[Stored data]
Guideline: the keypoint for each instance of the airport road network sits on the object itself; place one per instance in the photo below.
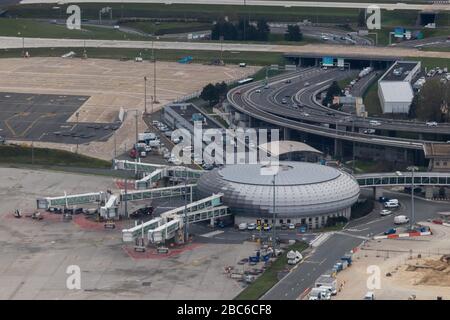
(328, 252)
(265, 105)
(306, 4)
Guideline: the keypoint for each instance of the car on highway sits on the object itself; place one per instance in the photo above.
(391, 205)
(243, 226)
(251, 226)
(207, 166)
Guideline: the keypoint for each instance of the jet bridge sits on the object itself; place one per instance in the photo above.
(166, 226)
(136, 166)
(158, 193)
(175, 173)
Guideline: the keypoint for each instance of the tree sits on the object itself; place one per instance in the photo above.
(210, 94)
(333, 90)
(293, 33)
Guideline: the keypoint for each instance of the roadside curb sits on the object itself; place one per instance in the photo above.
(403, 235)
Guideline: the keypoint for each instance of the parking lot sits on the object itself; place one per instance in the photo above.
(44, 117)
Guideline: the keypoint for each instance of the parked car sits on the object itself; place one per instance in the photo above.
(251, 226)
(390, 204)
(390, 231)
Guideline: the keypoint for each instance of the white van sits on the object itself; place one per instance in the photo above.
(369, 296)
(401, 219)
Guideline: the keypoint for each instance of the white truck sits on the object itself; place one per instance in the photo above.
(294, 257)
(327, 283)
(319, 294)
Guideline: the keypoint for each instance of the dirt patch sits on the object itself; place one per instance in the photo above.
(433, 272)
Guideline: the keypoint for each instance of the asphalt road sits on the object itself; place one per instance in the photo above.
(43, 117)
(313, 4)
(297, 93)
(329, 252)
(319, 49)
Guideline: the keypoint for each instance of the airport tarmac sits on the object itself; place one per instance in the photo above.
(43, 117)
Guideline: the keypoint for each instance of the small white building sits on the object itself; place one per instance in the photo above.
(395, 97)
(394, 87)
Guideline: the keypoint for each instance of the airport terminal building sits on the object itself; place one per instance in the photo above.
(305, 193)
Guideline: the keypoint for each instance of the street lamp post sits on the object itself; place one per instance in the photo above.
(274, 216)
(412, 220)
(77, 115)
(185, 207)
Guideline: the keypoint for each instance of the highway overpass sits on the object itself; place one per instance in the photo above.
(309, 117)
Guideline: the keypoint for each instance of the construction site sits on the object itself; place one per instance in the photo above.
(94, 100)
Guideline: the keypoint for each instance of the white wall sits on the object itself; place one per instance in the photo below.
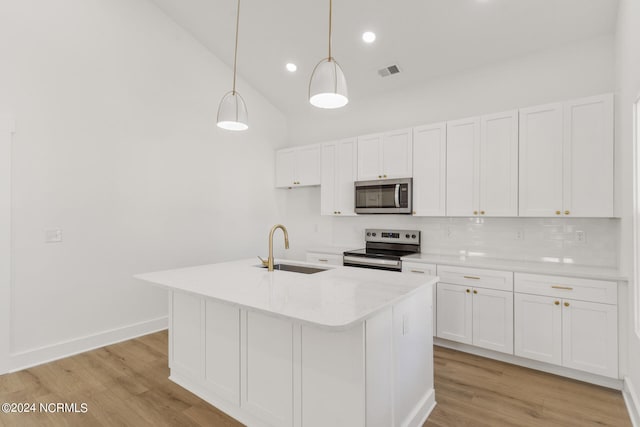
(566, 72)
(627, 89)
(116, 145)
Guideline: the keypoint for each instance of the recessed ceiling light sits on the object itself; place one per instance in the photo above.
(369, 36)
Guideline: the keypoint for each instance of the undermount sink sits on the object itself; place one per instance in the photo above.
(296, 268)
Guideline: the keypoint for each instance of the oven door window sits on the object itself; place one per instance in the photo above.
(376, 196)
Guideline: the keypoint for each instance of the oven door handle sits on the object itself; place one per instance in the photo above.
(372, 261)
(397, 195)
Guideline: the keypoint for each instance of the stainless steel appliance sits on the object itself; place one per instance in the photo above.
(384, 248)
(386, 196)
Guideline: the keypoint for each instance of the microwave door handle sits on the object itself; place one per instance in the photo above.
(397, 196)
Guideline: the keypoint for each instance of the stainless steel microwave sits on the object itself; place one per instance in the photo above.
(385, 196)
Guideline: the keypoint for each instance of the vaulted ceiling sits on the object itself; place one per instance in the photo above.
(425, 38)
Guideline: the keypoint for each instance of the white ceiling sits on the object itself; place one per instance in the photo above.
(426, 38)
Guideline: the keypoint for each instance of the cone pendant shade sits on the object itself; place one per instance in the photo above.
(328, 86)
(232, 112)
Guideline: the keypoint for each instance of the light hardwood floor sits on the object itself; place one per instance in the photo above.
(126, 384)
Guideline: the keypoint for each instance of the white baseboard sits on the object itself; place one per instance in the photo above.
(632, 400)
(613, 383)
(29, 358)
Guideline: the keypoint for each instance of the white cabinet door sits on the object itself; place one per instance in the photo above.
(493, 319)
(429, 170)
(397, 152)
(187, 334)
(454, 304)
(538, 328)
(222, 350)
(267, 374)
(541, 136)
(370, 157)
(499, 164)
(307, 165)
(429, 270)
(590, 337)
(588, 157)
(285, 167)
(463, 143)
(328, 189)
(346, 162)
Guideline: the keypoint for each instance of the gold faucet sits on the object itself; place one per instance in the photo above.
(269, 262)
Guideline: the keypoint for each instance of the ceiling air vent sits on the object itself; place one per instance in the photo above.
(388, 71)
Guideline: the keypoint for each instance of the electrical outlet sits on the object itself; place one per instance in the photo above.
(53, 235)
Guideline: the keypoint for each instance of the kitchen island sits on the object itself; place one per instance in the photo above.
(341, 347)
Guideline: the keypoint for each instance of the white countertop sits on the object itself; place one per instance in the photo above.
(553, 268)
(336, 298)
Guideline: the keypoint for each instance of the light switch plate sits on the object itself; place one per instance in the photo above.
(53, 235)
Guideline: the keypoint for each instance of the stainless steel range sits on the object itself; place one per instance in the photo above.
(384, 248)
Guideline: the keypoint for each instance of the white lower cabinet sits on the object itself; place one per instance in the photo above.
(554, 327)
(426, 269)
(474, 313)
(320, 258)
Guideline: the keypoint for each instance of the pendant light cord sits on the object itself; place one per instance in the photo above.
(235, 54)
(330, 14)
...
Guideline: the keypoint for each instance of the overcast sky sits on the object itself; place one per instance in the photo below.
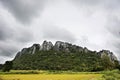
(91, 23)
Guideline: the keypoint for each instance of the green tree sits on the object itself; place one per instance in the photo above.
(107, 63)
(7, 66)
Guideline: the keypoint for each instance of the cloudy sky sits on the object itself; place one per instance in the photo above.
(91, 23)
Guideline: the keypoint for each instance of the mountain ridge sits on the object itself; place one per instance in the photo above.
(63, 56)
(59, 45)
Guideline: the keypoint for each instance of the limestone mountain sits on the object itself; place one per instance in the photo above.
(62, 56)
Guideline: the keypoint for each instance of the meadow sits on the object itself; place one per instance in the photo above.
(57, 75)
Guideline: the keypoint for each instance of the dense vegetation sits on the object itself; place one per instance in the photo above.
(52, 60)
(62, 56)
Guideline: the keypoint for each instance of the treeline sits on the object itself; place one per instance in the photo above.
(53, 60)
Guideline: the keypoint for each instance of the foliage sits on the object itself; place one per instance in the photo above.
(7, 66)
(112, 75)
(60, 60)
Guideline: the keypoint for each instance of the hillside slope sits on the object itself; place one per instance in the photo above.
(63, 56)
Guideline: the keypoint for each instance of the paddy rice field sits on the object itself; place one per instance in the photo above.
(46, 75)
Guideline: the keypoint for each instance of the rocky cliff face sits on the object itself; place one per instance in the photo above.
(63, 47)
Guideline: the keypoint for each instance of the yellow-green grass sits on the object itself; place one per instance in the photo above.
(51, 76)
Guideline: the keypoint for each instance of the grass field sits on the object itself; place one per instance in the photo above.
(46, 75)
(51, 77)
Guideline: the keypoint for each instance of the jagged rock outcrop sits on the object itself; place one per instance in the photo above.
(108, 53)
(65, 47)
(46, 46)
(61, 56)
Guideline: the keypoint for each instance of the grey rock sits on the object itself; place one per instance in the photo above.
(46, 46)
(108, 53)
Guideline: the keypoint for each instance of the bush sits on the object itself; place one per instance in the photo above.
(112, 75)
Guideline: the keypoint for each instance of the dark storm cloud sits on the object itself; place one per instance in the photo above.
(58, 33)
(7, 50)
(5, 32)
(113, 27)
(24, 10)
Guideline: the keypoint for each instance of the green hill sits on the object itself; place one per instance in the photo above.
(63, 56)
==
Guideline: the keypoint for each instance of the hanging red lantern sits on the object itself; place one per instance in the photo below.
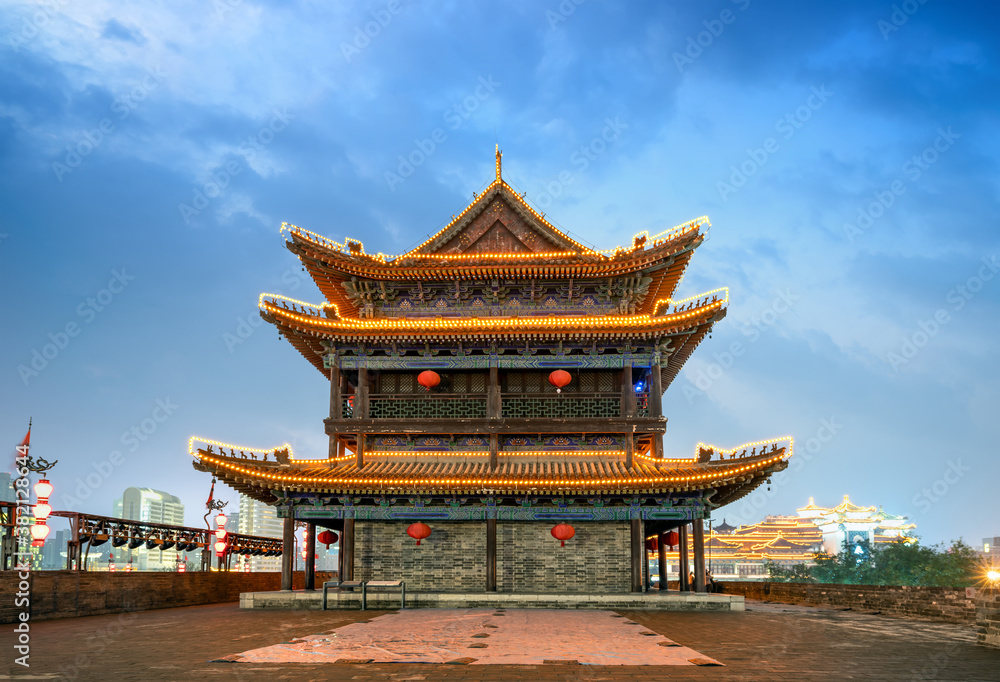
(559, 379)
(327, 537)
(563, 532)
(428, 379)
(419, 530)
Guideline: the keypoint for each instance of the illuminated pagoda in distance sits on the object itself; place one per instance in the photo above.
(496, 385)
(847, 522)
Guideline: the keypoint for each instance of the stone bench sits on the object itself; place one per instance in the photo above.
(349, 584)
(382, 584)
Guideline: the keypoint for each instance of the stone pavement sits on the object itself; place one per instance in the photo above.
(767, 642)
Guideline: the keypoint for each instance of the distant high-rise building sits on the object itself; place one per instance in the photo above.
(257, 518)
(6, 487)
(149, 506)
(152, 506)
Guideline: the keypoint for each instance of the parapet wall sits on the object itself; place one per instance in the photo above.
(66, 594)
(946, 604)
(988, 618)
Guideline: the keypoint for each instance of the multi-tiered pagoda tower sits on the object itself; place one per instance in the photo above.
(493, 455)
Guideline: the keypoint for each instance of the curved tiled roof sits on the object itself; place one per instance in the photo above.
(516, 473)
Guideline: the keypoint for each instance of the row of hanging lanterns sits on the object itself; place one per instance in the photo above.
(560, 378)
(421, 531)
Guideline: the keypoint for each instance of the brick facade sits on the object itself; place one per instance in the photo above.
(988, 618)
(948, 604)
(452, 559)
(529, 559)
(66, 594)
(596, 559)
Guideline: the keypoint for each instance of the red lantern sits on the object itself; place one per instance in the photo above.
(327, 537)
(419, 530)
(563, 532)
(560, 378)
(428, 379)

- **STATED GOAL**:
Report every line in the data above that contains the word "building".

- **TASK OUTPUT**:
Guideline: the keypoint for each instance of the small white building sits on the object itself; place one per instance in the photo above.
Guideline: the keypoint for each instance of the airport terminal building sits on the object itself; place one per instance in the photo above.
Guideline: the keypoint for each instance of the distant high-rise building sits on the object itself; place one per instance in the photo above.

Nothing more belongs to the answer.